▶ [Texto de lectura]:
__________
Sin embargo, eran las propias defensas creadas por los dueños del negocio las que impedían que alguien tuviese alguna posibilidad de alterar el orden establecido. Así seguían las cosas cuando, ya en 2005, un tal Steve Wiebe envió a Walter Day un vídeo en el que el mítico récord de Donkey Kong era pulverizado. Billy Mitchel, el mito de los videojuegos, reaccionó con suspicacia y envió a casa de aquel desconocido jugador a dos miembros de su organización que, ni cortos ni perezosos, irrumpieron en el garaje de la familia Wiebe y abrieron su máquina recreativa para llevarse la placa base y analizarla concienzudamente. Pocas semanas más tarde Twin Galaxies anunciaba que existían dudas con respecto a la veracidad de esa mágica partida y emplazaba al aspirante de Seattle a superar el récord en sus instalaciones de Funspot. Con la polémica volvió por fin la rivalidad y, con ella, una nueva época dorada de la obra de Walter Day: el allanamiento de la casa de Steve Wiebe precipitó que, finalmente, esta historia loca que llevaba gestándose veinte años llamase la atención de alguien que tenía a mano una videocámara.
De este modo, a partir de 2006 el aspirante convierte su espartano régimen de entrenamiento en un reality diferido. Allá donde va, viaja con él un equipo dirigido por Seth Gordon, que decide imprimir al material un estilo documental con la intención de acercar al espectador una historia del bien contra el mal que transcurre entre recreativas. Porque ese es, en realidad, el sencillo pero efectivo enfoque con el que el director de Illinois se aproxima a unos hechos y unos personajes que generan un cauce inagotable de anécdotas que, simplemente, necesitaban ser ordenadas.
__________
▶ [Tareas requeridas]:
- A) Responda, según el texto sobre el récord de Donkey Kong, a estas preguntas:
(i) ¿En qué año envió Steve Wiebe un vídeo a Walter Day?
(ii) ¿Dónde emplazó Twin Galaxies al aspirante de Seattle a superar el récord?
(iii) ¿Quién dirigía el equipo que acompañaba al aspirante a partir de 2006?
- B) Enumere todas las personas que el texto sobre el récord de Donkey Kong menciona con nombre y apellido.
- C) Prosiga el texto sobre el récord de Donkey Kong a partir de su última oración.

▶ [Información proporcionada]:
__________
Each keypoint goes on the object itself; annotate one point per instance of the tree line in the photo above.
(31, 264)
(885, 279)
__________
▶ [Respuestas escritas]:
- A)
(i) En 2005.
(ii) En sus instalaciones de Funspot.
(iii) Seth Gordon.

- B) Steve Wiebe, Walter Day, Billy Mitchel, Seth Gordon

- C)
Para conseguirlo, Gordon toma algunas decisiones polémicas. La más importante de todas fue recrear todo lo que había sucedido antes de su aparición en la vida diaria de Steve Wiebe. The King of Kong juguetea con la pretensión de haber sido testigo del momento culminante en el que un par de árbitros pertenecientes a una organización despótica irrumpe, por orden del malvado Billy Mitchel, en el garaje de la entrañable familia Wiebe. Pero lo cierto es que la cinta comenzó a grabarse, en realidad, casi un año después de estos hechos. Si la intención hubiese sido elaborar un documental sobre el bizarro ecosistema de los protagonistas, desde luego debería haberse ahorrado estas escenas; sin embargo, ese no era en absoluto el objetivo. Seth Gordon pretendía lograr lo mismo que había conseguido Walter Day en 1981 al crear Twin Galaxies: su trozo del pastel infinito que continuamente se hornea en los Estados Unidos. Y, para conseguirlo, es difícil pensar en algo más eficiente que regalar a los consumidores la enésima versión del viejo sueño americano, esta vez aderezado con una guarnición de surrealismo. Eso es, al menos, lo que uno tiene la sensación de estar viendo cuando, con la boca abierta, asiste a un resumen de noventa minutos de la titánica lucha del pequeño Steve Wiebe contra Billy Mitchel y los elementos. La clave de la diversión que proporciona The King of Kong es que, en esta ocasión, los competidores que quieren llegar a lo más alto son personajes reales que viven en un mundo regido por unas reglas que no pueden dejar de sorprender a quienes no pertenezcan al mismo.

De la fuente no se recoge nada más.